-- BEGIN --

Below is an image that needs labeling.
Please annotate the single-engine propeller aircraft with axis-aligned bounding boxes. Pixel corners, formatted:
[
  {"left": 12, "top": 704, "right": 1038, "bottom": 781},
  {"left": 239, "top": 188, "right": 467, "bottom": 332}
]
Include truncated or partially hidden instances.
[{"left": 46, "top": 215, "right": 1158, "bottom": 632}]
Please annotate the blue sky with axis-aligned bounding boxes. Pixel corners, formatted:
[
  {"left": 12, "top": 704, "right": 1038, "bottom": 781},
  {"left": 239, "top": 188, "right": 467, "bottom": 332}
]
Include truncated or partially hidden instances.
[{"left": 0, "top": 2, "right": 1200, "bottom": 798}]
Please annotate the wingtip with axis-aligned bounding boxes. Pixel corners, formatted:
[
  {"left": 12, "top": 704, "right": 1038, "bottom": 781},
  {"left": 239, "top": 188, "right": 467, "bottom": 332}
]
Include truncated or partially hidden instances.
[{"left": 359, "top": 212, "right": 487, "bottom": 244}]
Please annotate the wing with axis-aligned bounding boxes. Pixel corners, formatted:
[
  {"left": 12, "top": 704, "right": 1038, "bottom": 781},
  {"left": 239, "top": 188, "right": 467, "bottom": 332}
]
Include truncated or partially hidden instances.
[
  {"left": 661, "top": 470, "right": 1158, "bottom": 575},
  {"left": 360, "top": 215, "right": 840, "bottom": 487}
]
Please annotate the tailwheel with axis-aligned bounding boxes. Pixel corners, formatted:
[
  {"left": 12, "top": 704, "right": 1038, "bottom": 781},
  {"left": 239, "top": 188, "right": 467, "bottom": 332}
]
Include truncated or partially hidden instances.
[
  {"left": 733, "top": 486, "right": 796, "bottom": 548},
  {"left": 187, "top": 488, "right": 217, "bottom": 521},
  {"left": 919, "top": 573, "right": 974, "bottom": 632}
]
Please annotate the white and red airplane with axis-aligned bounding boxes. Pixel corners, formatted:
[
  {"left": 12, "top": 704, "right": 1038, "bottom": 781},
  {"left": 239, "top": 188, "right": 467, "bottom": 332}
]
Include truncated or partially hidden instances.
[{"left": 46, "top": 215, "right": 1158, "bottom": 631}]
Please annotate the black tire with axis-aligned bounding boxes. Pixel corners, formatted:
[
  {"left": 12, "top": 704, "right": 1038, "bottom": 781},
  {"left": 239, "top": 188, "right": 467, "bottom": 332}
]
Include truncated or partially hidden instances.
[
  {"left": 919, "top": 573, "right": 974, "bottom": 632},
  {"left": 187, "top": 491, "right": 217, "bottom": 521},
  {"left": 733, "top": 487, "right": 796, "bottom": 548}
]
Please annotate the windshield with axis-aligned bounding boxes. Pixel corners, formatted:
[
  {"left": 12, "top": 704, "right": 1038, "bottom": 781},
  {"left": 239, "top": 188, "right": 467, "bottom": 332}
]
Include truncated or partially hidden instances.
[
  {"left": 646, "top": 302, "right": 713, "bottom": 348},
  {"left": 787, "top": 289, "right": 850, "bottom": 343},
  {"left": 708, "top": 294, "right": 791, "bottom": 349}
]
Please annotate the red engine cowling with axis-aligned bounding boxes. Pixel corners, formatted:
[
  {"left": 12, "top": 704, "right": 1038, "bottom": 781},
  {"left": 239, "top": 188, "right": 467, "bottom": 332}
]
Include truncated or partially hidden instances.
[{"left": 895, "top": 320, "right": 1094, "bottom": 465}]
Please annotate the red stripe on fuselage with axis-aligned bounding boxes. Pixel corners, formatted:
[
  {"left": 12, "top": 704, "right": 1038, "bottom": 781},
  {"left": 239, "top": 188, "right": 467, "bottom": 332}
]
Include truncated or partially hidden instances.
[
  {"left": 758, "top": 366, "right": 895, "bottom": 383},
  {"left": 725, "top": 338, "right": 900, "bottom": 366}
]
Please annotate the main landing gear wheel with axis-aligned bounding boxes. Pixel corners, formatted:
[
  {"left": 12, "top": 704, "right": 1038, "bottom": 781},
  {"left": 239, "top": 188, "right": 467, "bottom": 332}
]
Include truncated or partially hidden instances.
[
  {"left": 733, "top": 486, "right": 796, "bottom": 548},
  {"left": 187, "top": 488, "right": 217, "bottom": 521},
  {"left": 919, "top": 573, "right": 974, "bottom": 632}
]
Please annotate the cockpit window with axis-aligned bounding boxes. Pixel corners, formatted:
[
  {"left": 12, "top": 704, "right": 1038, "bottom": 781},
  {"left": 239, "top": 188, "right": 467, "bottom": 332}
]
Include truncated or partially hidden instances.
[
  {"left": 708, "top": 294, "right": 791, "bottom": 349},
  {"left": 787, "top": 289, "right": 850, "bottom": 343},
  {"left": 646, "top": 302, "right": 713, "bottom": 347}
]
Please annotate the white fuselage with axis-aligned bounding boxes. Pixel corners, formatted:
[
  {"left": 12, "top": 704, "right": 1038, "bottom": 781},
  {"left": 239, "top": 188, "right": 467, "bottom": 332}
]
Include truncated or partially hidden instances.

-- END --

What needs to be done |
Reproduce, word for word, the part of the rows above that opens with the line containing "Please annotate the main" and closes with the final line of the rows.

Exercise result |
Please annotate the main landing gear wheel with axis-aligned bounding boxes. Pixel corners, formatted:
[
  {"left": 12, "top": 704, "right": 1038, "bottom": 781},
  {"left": 239, "top": 188, "right": 467, "bottom": 332}
]
Include truncated or partially hidden instances.
[
  {"left": 733, "top": 486, "right": 796, "bottom": 548},
  {"left": 187, "top": 488, "right": 217, "bottom": 521},
  {"left": 919, "top": 573, "right": 974, "bottom": 632}
]
Please annotate the cockpit window with axis-aligned bounding boxes. Pixel corners, formatted:
[
  {"left": 12, "top": 704, "right": 1038, "bottom": 781},
  {"left": 239, "top": 188, "right": 467, "bottom": 332}
]
Include truncated or partially hidden instances.
[
  {"left": 708, "top": 294, "right": 791, "bottom": 349},
  {"left": 787, "top": 289, "right": 850, "bottom": 343},
  {"left": 646, "top": 302, "right": 713, "bottom": 347}
]
Please annotate the white fuselage with axis-aligned bounding boxes. Pixel corners, formatted:
[
  {"left": 12, "top": 704, "right": 1038, "bottom": 781},
  {"left": 239, "top": 188, "right": 467, "bottom": 332}
]
Include truncated or partially hidden instances.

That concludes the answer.